Text:
%%

Monday, March 19, 2007

Politics of the Iraq War as the fifth year begins

Tom Hayden has a good analysis of the current situation of antiwar efforts in Congress and without in There Is Still Work To Do Huffington Post 03/14/07.

Hayden favors a fixed timetable for withdrawal of all American forces. But getting there is a complicated political process. And he provides a useful discussion of the polling numbers. He writes of last November's Congressional elections, "the [anti-Iraq War] mandate was historic and unprecedented, the first time that American voters clearly cast a vote for peace against a war in progress." Obviously, that assessment involves a judgment call, but I agree with his view on that.

But he also notes that the opinion polls show mixed attitudes toward withdrawal. On the one hand, solid majorities have turned against the war and want an American withdrawal. But there isn't a clear-cut majority for "immediate" withdrawal or for using the appropriations process to cut off funding for the war. Those results are consistent with the general experience in marketing surveys, which says that consumer surveys are good at telling marketers what the problems are they are trying to solve, but not very good at defining what product or service would provide the best solution.

Providing the solution is the job of the antiwar movement and of the Democratic Party, which of course are not identical.


The memories of the Vietnam War, accurate or otherwise, still affect the debate over this war a lot. One factor that was different in the Congressional opposition to the Vietnam War is that both support and opposition to the war was more bipartisan. The Vietnam War was understood generally as Lyndon Johnson's war, and therefore the Democrats were divided over the war. Plus, the parties were not so clearly ideologically aligned. The Democrats still had many Southern members of Congress who were generally conservative and prowar. And the Republicans still had that now-extinct species known as "liberal Republicans".

%%

[Items excerpted from a collection]
%%

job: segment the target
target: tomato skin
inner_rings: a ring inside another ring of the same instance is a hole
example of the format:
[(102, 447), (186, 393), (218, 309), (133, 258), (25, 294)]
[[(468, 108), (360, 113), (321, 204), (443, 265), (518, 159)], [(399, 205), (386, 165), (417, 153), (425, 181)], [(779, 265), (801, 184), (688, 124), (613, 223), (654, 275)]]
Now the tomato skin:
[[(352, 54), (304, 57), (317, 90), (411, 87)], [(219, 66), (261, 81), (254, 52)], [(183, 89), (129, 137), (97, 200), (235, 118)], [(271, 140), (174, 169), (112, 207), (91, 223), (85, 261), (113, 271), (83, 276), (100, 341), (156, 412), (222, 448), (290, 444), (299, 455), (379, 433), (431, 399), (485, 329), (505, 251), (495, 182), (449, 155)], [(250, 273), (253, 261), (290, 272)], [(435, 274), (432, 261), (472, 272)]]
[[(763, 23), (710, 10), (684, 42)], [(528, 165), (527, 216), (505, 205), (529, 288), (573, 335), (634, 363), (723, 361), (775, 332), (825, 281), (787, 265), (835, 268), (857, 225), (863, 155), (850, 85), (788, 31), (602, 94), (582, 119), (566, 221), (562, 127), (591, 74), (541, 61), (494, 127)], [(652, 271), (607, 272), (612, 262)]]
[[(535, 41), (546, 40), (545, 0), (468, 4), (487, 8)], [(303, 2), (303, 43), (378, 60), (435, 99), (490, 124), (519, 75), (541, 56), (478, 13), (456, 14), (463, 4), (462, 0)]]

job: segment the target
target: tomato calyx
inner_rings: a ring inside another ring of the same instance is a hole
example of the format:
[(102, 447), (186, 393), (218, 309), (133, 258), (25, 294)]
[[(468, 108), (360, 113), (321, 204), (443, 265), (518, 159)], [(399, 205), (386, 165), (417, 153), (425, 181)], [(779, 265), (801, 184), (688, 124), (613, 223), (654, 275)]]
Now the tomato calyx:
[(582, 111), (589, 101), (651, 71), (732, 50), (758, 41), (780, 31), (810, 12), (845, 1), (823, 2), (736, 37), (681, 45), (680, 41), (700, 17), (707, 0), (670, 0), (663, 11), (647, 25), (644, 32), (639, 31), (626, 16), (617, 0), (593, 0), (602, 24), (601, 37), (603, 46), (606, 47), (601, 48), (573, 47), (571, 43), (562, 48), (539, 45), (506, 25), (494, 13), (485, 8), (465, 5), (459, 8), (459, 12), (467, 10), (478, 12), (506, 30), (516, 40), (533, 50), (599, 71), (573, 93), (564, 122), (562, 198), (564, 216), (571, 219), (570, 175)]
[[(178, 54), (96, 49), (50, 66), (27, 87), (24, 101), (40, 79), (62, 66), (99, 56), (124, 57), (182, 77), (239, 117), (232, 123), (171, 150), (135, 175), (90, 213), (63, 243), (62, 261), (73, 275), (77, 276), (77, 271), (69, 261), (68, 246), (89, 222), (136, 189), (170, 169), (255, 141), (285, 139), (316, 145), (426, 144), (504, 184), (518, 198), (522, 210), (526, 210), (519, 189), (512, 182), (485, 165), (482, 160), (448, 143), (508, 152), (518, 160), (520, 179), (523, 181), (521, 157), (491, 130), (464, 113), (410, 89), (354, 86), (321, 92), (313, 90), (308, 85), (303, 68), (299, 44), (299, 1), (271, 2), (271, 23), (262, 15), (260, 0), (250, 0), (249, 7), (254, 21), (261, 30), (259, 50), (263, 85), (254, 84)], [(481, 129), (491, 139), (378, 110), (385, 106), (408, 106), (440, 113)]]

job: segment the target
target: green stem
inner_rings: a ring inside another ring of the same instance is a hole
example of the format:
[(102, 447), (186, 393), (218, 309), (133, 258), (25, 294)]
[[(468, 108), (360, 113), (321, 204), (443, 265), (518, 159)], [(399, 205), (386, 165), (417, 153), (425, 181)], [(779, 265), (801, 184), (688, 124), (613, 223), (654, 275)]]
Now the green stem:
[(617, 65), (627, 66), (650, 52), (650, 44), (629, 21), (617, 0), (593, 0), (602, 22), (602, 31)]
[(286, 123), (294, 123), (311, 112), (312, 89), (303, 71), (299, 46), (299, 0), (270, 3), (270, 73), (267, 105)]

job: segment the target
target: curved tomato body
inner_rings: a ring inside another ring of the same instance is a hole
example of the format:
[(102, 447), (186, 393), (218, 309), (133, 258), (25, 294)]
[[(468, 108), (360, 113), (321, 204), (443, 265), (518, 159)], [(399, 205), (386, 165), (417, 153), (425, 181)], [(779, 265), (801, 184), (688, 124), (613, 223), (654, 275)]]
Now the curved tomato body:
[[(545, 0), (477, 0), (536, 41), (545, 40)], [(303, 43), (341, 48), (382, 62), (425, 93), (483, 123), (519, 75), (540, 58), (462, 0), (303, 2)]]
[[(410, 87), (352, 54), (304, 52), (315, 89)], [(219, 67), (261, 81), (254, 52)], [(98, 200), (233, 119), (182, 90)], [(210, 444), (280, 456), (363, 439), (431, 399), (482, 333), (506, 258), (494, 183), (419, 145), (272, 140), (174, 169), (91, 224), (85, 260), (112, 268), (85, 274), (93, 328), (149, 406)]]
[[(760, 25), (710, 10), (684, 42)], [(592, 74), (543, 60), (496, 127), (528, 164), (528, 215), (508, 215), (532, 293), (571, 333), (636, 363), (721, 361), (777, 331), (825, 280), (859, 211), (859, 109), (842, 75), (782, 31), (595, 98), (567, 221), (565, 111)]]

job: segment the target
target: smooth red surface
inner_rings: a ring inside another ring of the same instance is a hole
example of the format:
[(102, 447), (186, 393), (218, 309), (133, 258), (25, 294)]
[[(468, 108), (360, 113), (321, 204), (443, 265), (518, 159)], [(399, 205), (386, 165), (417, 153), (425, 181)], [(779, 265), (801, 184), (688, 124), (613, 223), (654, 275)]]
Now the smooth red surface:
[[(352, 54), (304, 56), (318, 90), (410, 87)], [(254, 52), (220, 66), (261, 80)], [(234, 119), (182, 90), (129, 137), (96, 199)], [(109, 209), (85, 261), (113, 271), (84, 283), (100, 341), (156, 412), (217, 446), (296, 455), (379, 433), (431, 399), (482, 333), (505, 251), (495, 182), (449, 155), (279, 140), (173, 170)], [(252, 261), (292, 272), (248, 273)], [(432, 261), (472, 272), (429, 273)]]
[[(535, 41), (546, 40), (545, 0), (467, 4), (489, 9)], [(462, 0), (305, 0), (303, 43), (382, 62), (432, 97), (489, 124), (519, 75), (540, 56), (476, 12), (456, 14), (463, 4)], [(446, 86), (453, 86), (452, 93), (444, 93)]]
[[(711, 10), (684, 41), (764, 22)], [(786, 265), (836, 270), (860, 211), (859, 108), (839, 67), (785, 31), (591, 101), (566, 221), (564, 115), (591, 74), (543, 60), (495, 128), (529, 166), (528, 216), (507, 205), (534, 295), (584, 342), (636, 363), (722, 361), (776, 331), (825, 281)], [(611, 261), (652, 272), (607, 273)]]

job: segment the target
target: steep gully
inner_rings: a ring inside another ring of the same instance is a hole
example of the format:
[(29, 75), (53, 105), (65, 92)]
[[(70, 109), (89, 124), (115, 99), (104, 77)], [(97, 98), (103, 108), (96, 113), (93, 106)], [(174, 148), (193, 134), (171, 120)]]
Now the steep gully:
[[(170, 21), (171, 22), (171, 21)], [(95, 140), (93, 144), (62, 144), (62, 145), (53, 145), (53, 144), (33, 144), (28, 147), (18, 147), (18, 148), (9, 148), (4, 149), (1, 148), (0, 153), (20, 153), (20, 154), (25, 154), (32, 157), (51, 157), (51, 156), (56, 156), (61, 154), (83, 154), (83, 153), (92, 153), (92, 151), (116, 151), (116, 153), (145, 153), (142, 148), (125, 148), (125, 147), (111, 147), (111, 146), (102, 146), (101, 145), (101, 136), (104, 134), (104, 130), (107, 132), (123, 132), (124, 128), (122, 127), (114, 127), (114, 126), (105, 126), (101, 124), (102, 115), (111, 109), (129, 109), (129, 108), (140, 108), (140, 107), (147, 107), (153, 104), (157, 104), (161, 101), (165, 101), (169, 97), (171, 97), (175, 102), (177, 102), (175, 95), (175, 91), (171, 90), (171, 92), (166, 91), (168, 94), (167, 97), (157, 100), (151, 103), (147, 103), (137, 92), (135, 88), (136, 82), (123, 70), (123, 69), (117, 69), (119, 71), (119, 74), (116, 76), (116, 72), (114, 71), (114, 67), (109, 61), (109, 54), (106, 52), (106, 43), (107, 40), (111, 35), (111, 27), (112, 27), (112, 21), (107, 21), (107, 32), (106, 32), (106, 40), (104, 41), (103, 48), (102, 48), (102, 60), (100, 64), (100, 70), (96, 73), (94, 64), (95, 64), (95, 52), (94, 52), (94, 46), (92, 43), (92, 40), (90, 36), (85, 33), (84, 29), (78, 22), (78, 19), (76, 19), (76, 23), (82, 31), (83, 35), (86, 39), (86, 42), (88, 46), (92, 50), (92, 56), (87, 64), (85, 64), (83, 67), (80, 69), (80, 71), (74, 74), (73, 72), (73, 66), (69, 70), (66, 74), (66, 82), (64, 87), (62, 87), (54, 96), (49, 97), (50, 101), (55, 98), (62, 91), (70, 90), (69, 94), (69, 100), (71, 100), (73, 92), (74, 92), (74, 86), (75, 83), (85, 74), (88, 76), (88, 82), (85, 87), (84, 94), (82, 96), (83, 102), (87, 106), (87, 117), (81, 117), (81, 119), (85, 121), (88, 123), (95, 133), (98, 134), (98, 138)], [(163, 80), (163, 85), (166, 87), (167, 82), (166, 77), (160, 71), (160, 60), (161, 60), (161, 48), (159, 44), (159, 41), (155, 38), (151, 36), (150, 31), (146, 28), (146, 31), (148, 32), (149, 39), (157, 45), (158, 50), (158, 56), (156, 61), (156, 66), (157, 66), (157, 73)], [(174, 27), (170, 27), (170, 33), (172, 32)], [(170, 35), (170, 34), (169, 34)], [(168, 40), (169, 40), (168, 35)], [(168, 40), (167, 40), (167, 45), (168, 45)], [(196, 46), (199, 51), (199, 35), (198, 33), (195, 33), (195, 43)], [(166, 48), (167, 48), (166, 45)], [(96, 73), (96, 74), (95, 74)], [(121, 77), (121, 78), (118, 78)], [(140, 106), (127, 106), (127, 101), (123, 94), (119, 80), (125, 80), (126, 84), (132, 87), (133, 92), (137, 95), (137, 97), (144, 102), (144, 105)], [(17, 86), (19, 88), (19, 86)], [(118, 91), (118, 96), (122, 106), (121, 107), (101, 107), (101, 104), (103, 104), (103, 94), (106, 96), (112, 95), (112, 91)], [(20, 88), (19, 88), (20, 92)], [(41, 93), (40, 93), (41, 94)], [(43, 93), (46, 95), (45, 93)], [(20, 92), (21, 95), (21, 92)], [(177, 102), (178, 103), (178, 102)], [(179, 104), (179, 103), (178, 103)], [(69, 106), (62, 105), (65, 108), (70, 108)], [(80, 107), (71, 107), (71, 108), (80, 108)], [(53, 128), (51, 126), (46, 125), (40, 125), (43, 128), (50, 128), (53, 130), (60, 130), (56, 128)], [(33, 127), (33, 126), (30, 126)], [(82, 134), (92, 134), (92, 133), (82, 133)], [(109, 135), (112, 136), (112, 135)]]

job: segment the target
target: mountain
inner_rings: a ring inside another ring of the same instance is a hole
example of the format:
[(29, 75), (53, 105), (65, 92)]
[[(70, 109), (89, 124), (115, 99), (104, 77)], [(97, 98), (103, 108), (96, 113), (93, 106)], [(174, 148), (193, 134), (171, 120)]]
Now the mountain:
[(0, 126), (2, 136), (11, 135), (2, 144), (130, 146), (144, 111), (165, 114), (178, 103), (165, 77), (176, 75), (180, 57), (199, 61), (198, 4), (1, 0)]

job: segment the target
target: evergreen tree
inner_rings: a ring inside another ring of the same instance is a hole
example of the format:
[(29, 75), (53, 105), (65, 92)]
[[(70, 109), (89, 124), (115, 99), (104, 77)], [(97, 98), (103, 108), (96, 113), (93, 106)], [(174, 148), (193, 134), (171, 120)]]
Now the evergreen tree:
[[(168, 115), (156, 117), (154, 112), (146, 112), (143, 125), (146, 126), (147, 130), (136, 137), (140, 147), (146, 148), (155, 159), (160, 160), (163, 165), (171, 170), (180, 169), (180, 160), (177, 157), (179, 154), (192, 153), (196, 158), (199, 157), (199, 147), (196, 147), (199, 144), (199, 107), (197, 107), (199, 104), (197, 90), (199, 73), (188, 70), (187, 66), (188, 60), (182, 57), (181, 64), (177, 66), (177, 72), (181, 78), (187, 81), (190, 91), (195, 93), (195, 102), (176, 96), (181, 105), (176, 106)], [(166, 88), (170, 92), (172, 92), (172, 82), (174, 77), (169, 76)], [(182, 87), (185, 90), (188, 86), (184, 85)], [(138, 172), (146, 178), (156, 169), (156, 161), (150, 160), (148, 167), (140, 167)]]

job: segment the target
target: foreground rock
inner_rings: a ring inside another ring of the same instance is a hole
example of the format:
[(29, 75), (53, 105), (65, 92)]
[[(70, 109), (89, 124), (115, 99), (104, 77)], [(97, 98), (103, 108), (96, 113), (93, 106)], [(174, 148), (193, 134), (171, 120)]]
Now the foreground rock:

%%

Set task 1: In the post on Iraq War politics, whose war was the Vietnam War generally understood to be?
Set task 2: Resume the post on Iraq War politics from its last sentence.
The items come from a separate source unrelated to the text.

Response 1: Lyndon Johnson's.

Response 2:
Although, as Hayden observes, "The pillar of bipartisan support for this war has fallen," there is still a strong partisan alignment over the Iraq War. Last week, the Senate voted down an anti-escalation resolution 50-48, with one Republican voting for and two Democrats plus former Democrat Joe Lieberman voted for the escalation. The general message is clear: the Republican Party supports escalating the war, the Democrats are opposed. Since the public is strongly negative on the war, that helps the Dems politically and puts new pressure on the Reps. (On recent antiwar sentiment, see also US public's support of Iraq war sliding faster now by Ben Arnoldy Christian Science Monitor 03/20/07 edition; accessed 03/19/07).

I'm much more concerned with getting the United States out of the Iraq War than I am with seeing the Democratic Party benefit by it. But the fact is that opposing the war is good politics for the Democrats. I'd much prefer to see the Dems combine good policy, e.g., demanding a six-month phased pullout of all US troops, with good politics. But Hayden's practical observation on that is also important to keep in mind:

It's difficult in any even to expect a political party, whose main purpose is winning and holding state power, deciding to cut funding when that path is not yet supported by a majority of voters. But the substantial peace bloc is entitled to real and lasting concessions in exchange for their massive support in November.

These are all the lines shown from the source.